* [Dataset records]:

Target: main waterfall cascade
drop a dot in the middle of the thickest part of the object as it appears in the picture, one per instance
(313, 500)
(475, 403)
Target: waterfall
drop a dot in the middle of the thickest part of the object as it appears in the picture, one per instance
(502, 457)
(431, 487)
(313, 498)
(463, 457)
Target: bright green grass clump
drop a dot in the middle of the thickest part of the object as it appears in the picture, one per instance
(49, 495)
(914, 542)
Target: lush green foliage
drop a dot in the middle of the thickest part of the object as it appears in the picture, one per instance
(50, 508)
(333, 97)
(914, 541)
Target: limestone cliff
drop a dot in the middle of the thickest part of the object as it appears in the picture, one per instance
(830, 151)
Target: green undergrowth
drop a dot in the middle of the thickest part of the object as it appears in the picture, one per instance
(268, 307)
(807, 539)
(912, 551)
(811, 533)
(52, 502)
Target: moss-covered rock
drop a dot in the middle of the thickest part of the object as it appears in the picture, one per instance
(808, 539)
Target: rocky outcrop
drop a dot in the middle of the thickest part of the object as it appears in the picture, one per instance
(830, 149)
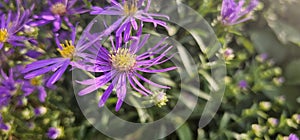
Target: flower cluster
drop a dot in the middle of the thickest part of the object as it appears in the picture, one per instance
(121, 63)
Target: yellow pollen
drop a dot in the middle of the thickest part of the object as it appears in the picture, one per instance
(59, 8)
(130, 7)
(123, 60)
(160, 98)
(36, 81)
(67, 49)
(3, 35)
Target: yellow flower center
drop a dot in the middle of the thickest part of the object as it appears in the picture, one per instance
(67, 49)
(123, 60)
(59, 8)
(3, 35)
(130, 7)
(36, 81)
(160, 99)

* [Task directions]: In the data above, each line holding "yellow" is to be found and copied.

* [Solved problem]:
Target: yellow pollen
Target: yellow flower center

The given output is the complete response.